■ CHALLENGE
Rewrite the records below with "photo" swapped for "image" everywhere it occurs, keeping everything else the same.
# # #
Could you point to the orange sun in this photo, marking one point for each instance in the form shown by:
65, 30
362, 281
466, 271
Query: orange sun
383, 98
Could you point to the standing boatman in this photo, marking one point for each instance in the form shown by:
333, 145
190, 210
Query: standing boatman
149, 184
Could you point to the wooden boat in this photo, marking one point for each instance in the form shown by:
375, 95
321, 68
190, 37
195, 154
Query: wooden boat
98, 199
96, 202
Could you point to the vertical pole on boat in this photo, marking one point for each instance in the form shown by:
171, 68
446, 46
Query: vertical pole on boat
# # #
■ FINAL ANSWER
Could you point to the orange sun in this image, marking one point for each instance in the form shown by:
65, 30
362, 281
466, 271
Query: orange sun
383, 98
Could you point to the standing boatman in this image, marking one point for each instance in the form shown by:
333, 145
190, 210
Query: standing boatman
149, 184
Could you point to the wooden boat in this image, marking one point for each instance in the form shown by:
375, 95
321, 68
190, 37
195, 154
Query: wooden boat
98, 199
96, 202
Could you point to the vertical pole on boat in this image, marking one point for each instance in the form shown by:
171, 68
446, 46
Query: vertical pole on boat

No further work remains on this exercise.